**The task**:
Rename "Query" to "Request" in the rows below and reproduce every line with no other change.

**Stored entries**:
⁂
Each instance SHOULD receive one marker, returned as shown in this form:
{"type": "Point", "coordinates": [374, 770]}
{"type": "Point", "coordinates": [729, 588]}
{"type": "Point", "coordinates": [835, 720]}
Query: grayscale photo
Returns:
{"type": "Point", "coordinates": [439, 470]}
⁂
**Response to the exercise**:
Each instance SHOULD receive one marker, returned as shown in this form:
{"type": "Point", "coordinates": [374, 770]}
{"type": "Point", "coordinates": [729, 588]}
{"type": "Point", "coordinates": [835, 720]}
Request: grayscale photo
Returns:
{"type": "Point", "coordinates": [439, 470]}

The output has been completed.